§ GIVEN INSTRUCTION 1:
Answer these questions about the TEFL teaching guide:
(a) How many hours of training do the best TEFL courses feature?
(b) What can the process of moving abroad require?
(c) Why should new teachers look into the cost of living in their desired country?
§ GIVEN INSTRUCTION 2: According to the TEFL teaching guide, why is advance planning an essential first step? Answer in one to three sentences.
§ GIVEN INSTRUCTION 3: Revise the passage of the TEFL teaching guide from "- The cost of" to "to aspiring teachers.", putting "living expenses" in place of "cost of living".

§ GIVEN TEXT:
+++++
Teaching English As a Foreign Language: 5 Dos and Don’ts for New TEFL Teachers
From preparing for what is likely a new profession to navigating the process of moving to a new country, there are many things to consider when teaching English abroad.
As a new TEFL teacher, you'll soon be responsible for the education and well-being of your students. Not to mention, you’ll need to tackle the in-depth process of moving abroad, which can require complicated visa applications and upfront costs.
But while teaching English abroad can be a huge undertaking, it doesn’t have to be! If you're considering teaching English as a foreign language, this list of essential things to know will help you prepare for this once-in-a-lifetime opportunity.
5 Dos for Teaching English as a Foreign Language
Here are some essential things new TEFL teachers should do before they teach English abroad.
1. Do Your Research and Plan Ahead
Planning and doing proper research is an essential first step in your teach abroad journey. Advance planning helps you understand what the process entails as well as sets realistic expectations for what is needed to move overseas and apply for ESL jobs.
Some of the essential things that new TEFL teachers should consider include:
- Which TEFL certification is best. The best TEFL courses feature highly qualified tutors, 120 hours or more of training, accredited course material, an in-class practicum, and access to helpful resources.
- The best teach abroad destinations, so you’re equipped with the information you need to choose the right place for you.
- Teach abroad job requirements for where you’d like to teach in order to prepare your resume accordingly and better your chances of landing your dream job.
- The cost of living in your desired country to affirm that your teaching salary should be enough to live on.
- The teaching responsibilities and workload to expect in your new job, so there are no surprises when you walk into your new classroom.
- The admin and costs of teaching abroad to help minimize stress and potential missteps throughout your move abroad.
Read more: How Much Should a TEFL Certification Cost?
2. Do Get TEFL Certified
Getting TEFL certified is one of the most beneficial things new TEFL teachers can do before teaching abroad. Not only is it a typical job requirement in the industry, but a TEFL certification provides many benefits to aspiring teachers.
+++++
Part of a data file:
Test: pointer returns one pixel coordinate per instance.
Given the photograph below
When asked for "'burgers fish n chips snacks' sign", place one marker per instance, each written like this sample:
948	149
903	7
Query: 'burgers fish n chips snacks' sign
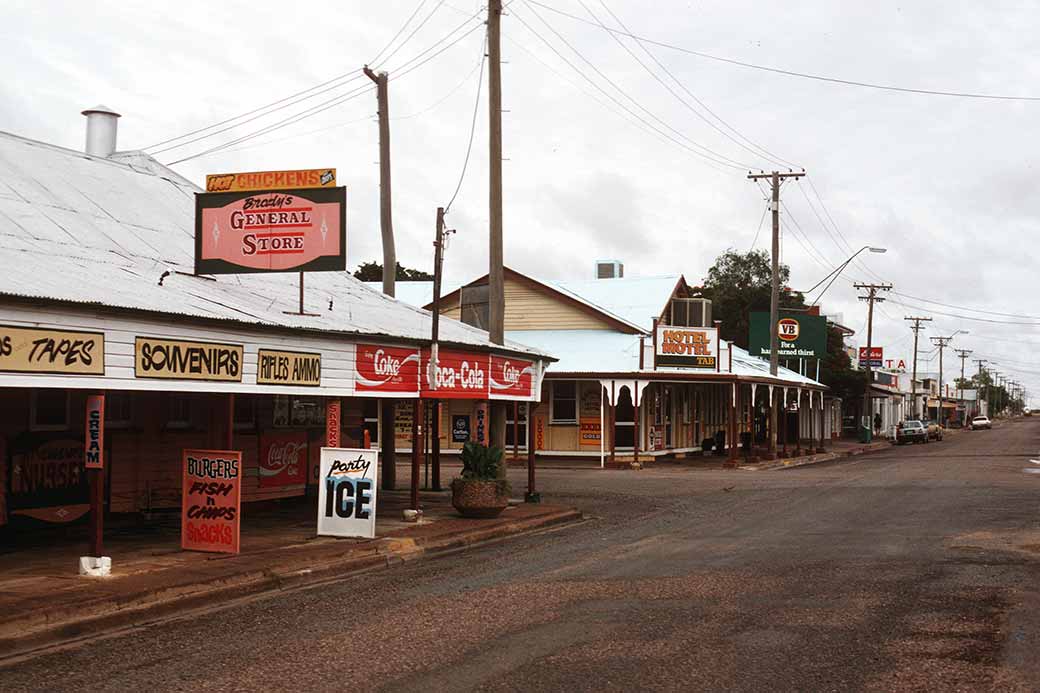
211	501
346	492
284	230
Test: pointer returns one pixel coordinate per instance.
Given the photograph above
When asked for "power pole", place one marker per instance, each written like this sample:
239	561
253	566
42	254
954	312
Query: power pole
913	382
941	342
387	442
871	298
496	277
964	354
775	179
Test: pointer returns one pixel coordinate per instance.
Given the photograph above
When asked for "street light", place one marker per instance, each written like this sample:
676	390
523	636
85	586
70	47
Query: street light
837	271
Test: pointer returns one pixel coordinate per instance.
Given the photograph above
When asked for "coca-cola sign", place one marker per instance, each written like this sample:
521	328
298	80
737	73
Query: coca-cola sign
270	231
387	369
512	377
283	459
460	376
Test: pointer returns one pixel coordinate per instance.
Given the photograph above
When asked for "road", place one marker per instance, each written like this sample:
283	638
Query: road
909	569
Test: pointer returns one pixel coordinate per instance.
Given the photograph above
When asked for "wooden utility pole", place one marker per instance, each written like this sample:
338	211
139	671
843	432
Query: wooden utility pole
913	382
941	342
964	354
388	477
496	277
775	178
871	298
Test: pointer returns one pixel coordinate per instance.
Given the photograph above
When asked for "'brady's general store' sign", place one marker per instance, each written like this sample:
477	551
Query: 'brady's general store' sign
+++++
§ COMPLETE RESPONSE 1:
(a) 120 hours or more.
(b) Complicated visa applications and upfront costs.
(c) To affirm that their teaching salary should be enough to live on.

§ COMPLETE RESPONSE 2: Advance planning helps new teachers understand what the process involves. It also sets realistic expectations for what is needed to move overseas and apply for ESL jobs.

§ COMPLETE RESPONSE 3:
- The living expenses in your desired country to affirm that your teaching salary should be enough to live on.
- The teaching responsibilities and workload to expect in your new job, so there are no surprises when you walk into your new classroom.
- The admin and costs of teaching abroad to help minimize stress and potential missteps throughout your move abroad.
Read more: How Much Should a TEFL Certification Cost?
2. Do Get TEFL Certified
Getting TEFL certified is one of the most beneficial things new TEFL teachers can do before teaching abroad. Not only is it a typical job requirement in the industry, but a TEFL certification provides many benefits to aspiring teachers.